Excerpt provided »
= = = =
# Finetuning Emot
Emot is a Emotion Recognition dataset with 5 possible labels: `sadness`, `anger`, `love`, `fear`, `happy`

In [None]:
import os, sys

import random
import numpy as np
import pandas as pd
import torch
from torch import optim
from torch.utils.data import Dataset, DataLoader
import torch.nn.functional as F
from tqdm import tqdm

from transformers import BertForSequenceClassification, BertConfig, BertTokenizer
from nltk.tokenize import TweetTokenizer

In [None]:
# Forward function for sequence classification
def forward_sequence_classification(
    model, batch_data, i2w, is_test=False, device="cpu", **kwargs
):
    # Unpack batch data
    if len(batch_data) == 3:
        (subword_batch, mask_batch, label_batch) = batch_data
        token_type_batch = None
    elif len(batch_data) == 4:
        (subword_batch, mask_batch, token_type_batch, label_batch) = batch_data

    # Prepare input & label
    subword_batch = torch.LongTensor(subword_batch)
    mask_batch = torch.FloatTensor(mask_batch)
    token_type_batch = (
        torch.LongTensor(token_type_batch) if token_type_batch is not None else None
    )
= = = =
Supplied records »
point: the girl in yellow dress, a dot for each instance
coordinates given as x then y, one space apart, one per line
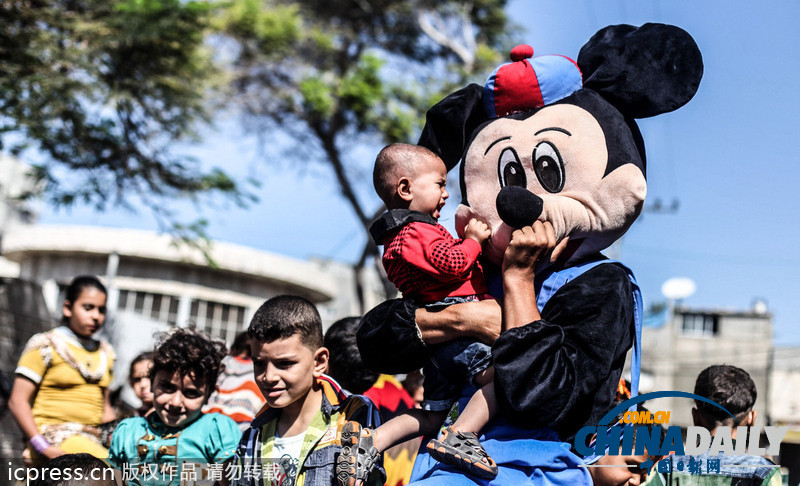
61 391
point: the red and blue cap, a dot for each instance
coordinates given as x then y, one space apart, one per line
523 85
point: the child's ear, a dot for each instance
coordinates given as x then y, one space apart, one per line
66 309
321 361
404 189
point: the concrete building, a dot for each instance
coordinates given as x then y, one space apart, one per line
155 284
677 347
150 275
= = = =
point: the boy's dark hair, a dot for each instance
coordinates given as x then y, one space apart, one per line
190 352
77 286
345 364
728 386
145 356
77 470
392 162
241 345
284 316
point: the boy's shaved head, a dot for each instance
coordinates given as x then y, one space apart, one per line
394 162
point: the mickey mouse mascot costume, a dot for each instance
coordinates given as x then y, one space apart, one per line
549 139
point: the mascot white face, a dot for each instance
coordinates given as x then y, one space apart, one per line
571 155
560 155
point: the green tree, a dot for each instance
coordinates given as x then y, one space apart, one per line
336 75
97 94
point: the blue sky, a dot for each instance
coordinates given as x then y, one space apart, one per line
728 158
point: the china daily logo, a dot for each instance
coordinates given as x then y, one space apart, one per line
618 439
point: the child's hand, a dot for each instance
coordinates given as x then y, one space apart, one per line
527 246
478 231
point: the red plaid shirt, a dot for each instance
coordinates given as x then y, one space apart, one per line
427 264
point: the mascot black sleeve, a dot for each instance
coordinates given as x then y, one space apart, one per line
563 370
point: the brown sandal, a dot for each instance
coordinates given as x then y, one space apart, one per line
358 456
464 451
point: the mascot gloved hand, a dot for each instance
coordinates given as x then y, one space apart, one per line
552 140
= = = =
What you will do »
**A.** Count the lines in the records that contain the string "child", with case counting, and give only the number.
**B.** Continue the Emot fine-tuning notebook from the point where it stops.

The replies »
**A.** 2

**B.**
    label_batch = torch.LongTensor(label_batch)

    if device == "cuda":
        subword_batch = subword_batch.cuda()
        mask_batch = mask_batch.cuda()
        token_type_batch = (
            token_type_batch.cuda() if token_type_batch is not None else None
        )
        label_batch = label_batch.cuda()

    # Forward model
    outputs = model(
        subword_batch,
        attention_mask=mask_batch,
        token_type_ids=token_type_batch,
        labels=label_batch,
    )
    loss, logits = outputs[:2]

    # generate prediction & label list
    list_hyp = []
    list_label = []
    hyp = torch.topk(logits, 1)[1]
    for j in range(len(hyp)):
        list_hyp.append(i2w[hyp[j].item()])
        list_label.append(i2w[label_batch[j][0].item()])

    return loss, list_hyp, list_label

In [None]:
from sklearn.metrics import accuracy_score, f1_score, recall_score, precision_score

def document_sentiment_metrics_fn(list_hyp, list_label):
    metrics = {}
    metrics["ACC"] = accuracy_score(list_label, list_hyp)
    metrics["F1"] = f1_score(list_label, list_hyp, average="macro")
    metrics["REC"] = recall_score(list_label, list_hyp, average="macro")
    metrics["PRE"] = precision_score(list_label, list_hyp, average="macro")
    return metrics

In [None]:
#####
# Emotion Twitter
#####
class EmotionDetectionDataset(Dataset):
    # Static constant variable
    LABEL2INDEX = {"sadness": 0, "anger": 1, "love": 2, "fear": 3, "happy": 4}
    INDEX2LABEL = {0: "sadness", 1: "anger", 2: "love", 3: "fear", 4: "happy"}
    NUM_LABELS = 5

    def load_dataset(self, path):
        # Load dataset
        dataset = pd.read_csv(path)
        dataset["label"] = dataset["label"].apply(lambda sen: self.LABEL2INDEX[sen])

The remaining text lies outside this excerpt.